# Page extract:
*** Begin section ***
Want to extend your trip to Italy? Here are 5 perfect places for a weekend break


If there’s one thing we can all agree on about Italy, it’s that it always leaves us wanting more. The landscapes, the architecture, the history, the art, the food – how one can board their return flight, we’ll never know. Solution: tack on an extra weekend and go somewhere you’ve never been.

Whether you’re contemplating pushing back your flight or want to explore beyond the most popular cities, here’s how to spend five ultimate weekend breaks across Italy.

View of the city of Viterbo, Italy.
Few visitors to Italy make it to the city of Viterbo. Shutterstock

1. Discover a secret Italy around Viterbo

The region around the city of Viterbo has (largely) remained under the radar for most visitors. Yet, it holds myriad treasures: fabulous Renaissance castles and gardens, Roman amphitheaters, a mosaic of mountains and olive groves, picturesque villages and dramatic hilltop settlements, and a wealth of Etruscan remains.

Where to stay: At the end of a long pine-lined road and surrounded by olive groves and fields, Tenuta di Paternostro, near Vetralla, offers five chic suites in the heart of a working farm that also offers equine therapy and wellness retreats.

How to get around: Fly into Rome, and Viterbo is about an hour and a half’s drive northwest. Direct trains also run between Rome and Viterbo, about an hour and 40 minutes. It’s a 40-minute drive from Viterbo to Tarquinia.

When to go: Among Tuscia’s traditional festivals, the most famous is the annual procession of the Macchina di Santa Rosa, an illuminated 30m-high (98ft) tower built to honor Viterbo’s patron saint. On the evening of September 3, one hundred men – known as Facchini di Santa Rosa – carry the macchina through the town, a grand spectacle.

The beautiful stone portico in the square of San Pellegrino in the medieval heart of Viterbo in central Italy.
Left: San Pellegrino square in Viterbo. Getty Images Right: Lake Bolsena, seen through city gate of Montefiascone. Getty Images
Lake Bolsena, seen through city gate of Montefiascone

What to do

Explore an Etruscan realm of the dead 

The Necropoli di Tarquinia (also known as Monterozzi) dates to the 7th century BCE and comprises about 6000 tombs, some 200 of which are adorned with fabulous frescoes. Of the 20 or so tombs open to the public, one of the most beautiful is the Tomba dei Leopardi, with a rich banquet scene complete with dancers and musicians. End your Etruscan adventure at the superb Museo Archeologico Nazionale Tarquiniense in the pretty medieval town of Tarquinia.
*** End section ***
# Requirement A:
According to the Italy travel article, about how many tombs make up the Necropoli di Tarquinia?
# Requirement B:
Please write the next part of the Italy travel article, picking up after its final sentence.
The items after this point are separate from the Italy travel article.

# Dataset:
*** Begin section ***
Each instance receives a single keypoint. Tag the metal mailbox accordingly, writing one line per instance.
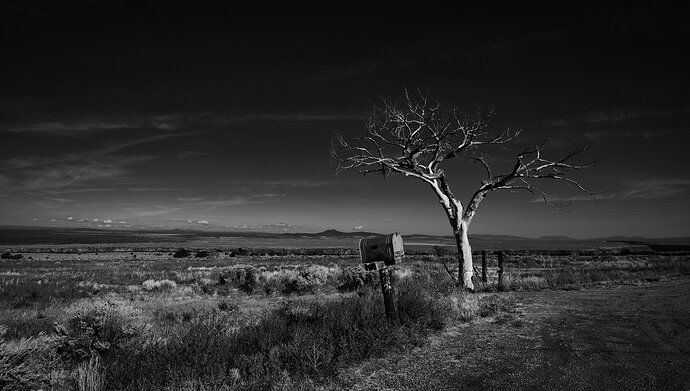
(386, 249)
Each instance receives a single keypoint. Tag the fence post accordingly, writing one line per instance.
(388, 290)
(500, 267)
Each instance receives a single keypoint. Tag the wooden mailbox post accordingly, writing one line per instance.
(378, 253)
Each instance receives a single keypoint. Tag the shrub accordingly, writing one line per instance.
(89, 375)
(161, 285)
(466, 306)
(244, 277)
(182, 253)
(354, 278)
(99, 327)
(25, 364)
(304, 280)
(420, 306)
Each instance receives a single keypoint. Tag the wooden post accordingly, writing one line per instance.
(500, 267)
(388, 290)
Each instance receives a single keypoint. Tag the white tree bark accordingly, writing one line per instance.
(465, 256)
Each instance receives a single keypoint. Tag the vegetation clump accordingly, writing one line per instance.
(182, 253)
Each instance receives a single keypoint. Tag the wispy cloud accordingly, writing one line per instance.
(297, 183)
(634, 189)
(603, 117)
(87, 126)
(190, 199)
(252, 199)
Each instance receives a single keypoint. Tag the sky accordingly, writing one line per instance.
(219, 117)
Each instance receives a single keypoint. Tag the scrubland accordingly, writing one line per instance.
(226, 319)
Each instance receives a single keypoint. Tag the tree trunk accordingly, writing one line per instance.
(465, 269)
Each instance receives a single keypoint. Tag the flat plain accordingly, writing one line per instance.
(102, 311)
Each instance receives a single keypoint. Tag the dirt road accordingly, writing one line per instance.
(623, 338)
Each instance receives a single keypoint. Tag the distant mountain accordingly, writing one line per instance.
(14, 235)
(555, 237)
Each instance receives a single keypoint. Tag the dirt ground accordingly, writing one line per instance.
(623, 338)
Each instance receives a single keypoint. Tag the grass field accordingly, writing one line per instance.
(140, 317)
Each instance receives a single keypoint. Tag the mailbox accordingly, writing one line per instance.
(386, 249)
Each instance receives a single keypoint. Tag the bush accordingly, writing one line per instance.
(244, 277)
(162, 285)
(182, 253)
(99, 327)
(354, 278)
(25, 364)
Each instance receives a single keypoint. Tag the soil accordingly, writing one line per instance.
(630, 337)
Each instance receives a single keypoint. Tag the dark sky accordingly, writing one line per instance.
(127, 115)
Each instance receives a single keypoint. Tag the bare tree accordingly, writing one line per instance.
(416, 137)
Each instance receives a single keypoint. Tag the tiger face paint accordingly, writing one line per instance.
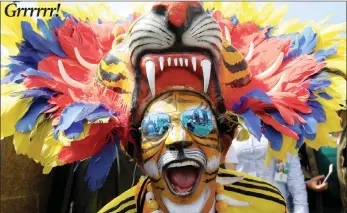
(181, 151)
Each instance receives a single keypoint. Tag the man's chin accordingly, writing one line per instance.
(194, 203)
(183, 181)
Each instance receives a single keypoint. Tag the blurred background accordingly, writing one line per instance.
(24, 188)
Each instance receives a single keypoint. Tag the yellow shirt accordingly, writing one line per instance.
(264, 197)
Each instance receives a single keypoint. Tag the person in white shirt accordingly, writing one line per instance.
(231, 159)
(249, 157)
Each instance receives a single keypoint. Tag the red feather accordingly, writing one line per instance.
(268, 119)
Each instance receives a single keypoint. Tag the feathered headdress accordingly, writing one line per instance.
(58, 110)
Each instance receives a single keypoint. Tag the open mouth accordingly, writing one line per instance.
(182, 178)
(153, 65)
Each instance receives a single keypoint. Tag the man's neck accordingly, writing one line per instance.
(204, 204)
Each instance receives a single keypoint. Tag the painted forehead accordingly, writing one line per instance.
(177, 101)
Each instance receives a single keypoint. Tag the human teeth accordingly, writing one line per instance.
(161, 63)
(194, 63)
(150, 71)
(186, 163)
(186, 62)
(206, 69)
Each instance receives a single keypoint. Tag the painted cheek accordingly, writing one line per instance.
(177, 133)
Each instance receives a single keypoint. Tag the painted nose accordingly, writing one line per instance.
(179, 12)
(176, 135)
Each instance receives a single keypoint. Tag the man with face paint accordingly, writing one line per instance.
(182, 164)
(169, 87)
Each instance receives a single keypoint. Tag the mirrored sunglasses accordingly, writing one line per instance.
(196, 121)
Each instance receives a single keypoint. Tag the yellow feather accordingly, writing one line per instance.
(276, 17)
(4, 71)
(22, 141)
(266, 10)
(67, 142)
(337, 64)
(322, 138)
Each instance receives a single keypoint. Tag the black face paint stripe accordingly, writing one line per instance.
(209, 23)
(111, 59)
(249, 180)
(255, 194)
(213, 36)
(128, 208)
(159, 29)
(240, 66)
(150, 148)
(211, 179)
(145, 45)
(239, 82)
(146, 37)
(209, 29)
(149, 31)
(212, 173)
(141, 196)
(209, 146)
(212, 44)
(120, 204)
(248, 185)
(230, 48)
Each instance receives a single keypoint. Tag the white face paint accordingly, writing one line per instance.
(151, 168)
(195, 207)
(213, 163)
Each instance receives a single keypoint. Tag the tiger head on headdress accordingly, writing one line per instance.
(170, 86)
(175, 53)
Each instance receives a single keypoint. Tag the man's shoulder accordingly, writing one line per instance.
(262, 195)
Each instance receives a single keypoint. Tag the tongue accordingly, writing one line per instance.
(183, 177)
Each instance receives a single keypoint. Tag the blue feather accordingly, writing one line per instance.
(33, 72)
(322, 54)
(303, 44)
(38, 93)
(310, 128)
(78, 112)
(278, 117)
(38, 42)
(318, 112)
(68, 116)
(312, 96)
(100, 165)
(100, 112)
(253, 123)
(55, 22)
(45, 31)
(275, 138)
(325, 96)
(27, 122)
(74, 131)
(34, 38)
(14, 76)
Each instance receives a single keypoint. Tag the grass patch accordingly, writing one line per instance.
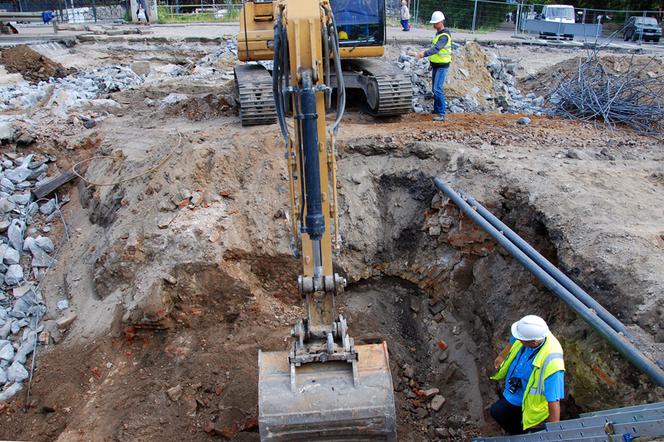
(166, 15)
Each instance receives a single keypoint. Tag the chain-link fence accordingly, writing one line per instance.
(208, 11)
(73, 11)
(511, 16)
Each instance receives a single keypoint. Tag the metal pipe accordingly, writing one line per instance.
(559, 276)
(623, 346)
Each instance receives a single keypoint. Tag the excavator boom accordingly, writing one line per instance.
(360, 28)
(325, 387)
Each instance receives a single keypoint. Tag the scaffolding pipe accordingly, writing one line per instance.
(624, 347)
(552, 270)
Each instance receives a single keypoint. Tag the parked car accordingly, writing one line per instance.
(557, 14)
(642, 28)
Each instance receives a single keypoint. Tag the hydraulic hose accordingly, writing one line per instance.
(341, 87)
(277, 79)
(619, 342)
(559, 276)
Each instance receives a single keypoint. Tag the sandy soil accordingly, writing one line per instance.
(33, 66)
(179, 276)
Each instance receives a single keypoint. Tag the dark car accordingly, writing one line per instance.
*** End section ***
# Answer box A:
About 6000 tombs.

# Answer box B:
Stroll through ravishing Renaissance gardens

In Bagnaia, the Villa Lante’s buildings feel like mere ornaments to the garden, which features fountains, an ingenious water cascade and, at the bottom, a perfectly manicured parterre. In Vignanello, Castello Ruspoli features a beautifully maintained formal garden, first laid out in 1611. The region’s most eccentric 16th-century garden is Bomarzo’s Parco dei Mostri (Park of Monsters), scattered with sculpted animals, ogres, giants and dragons.

Visit Viterbo’s lakes 

Of the two volcanic lakes near Viterbo, Bolsena is the larger and offers a wide range of activities – sailing, kayaking, fishing, birdwatching – as well as beautiful villages such as Bolsena, Capodimonte and Montefiascone along its shoreline. Surrounded by the Monti Cimini and a protected nature reserve, Lago di Vico is for nature lovers. Hiking trails thread into the hills around the lake, taking in the wild slopes of Monte Fogliano and Monte Venere.

Vew over Torbole, Lago di Garda, Trentino, Italy
View over Torbole on the edge of Lake Garda, Italy’s largest lake. Getty Images

2. Taste la dolce vita in Lake Garda and Verona

Landscapes range from olive-planted valleys and vineyards to the mountain-flanked waters of lovely Lake Garda. With its mild climate and cool, clear waters, Italy’s largest lake is a paradise for outdoor sports enthusiasts and lovers of what the Italians call far niente (doing nothing). Though best known for its Romeo and Juliet connection, Verona’s historic center also promises pretty cafe-thronged piazzas, a vast Roman Arena and the Museo di Castelvecchio.

Where to stay: Garda’s lakeside towns offer endless accommodation possibilities. In Verona, stay in the historic center for easy access to the Roman Arena and Piazza delle Erbe, like at the gorgeous and historic Due Torri Hotel, a short walk from Juliet’s Balcony.

How to get around: From Verona Airport, you can take a bus or train to Peschiera del Garda, on the shores of the lake. Several bus and ferry lines serve the towns on Lake Garda’s shoreline.

When to go: Verona stages one of Europe’s oldest carnivals, known as the Bacanal del Gnoco, held over the last weekend before Lent. The summer Verona Opera Festival has been making music lovers’ hearts beat faster for over a century. The city shines brightly at Christmas, too, when many festive events take place.

Orizzontale, Primaver
Lake Garda near Torbole in the north: Perfect wind for windsurfers
Lonely Planet Traveller Magazine, Issue 40, Shakespeare's Italy
Juliet’s balcony, inspired by Shakespeare's Romeo & Juliet.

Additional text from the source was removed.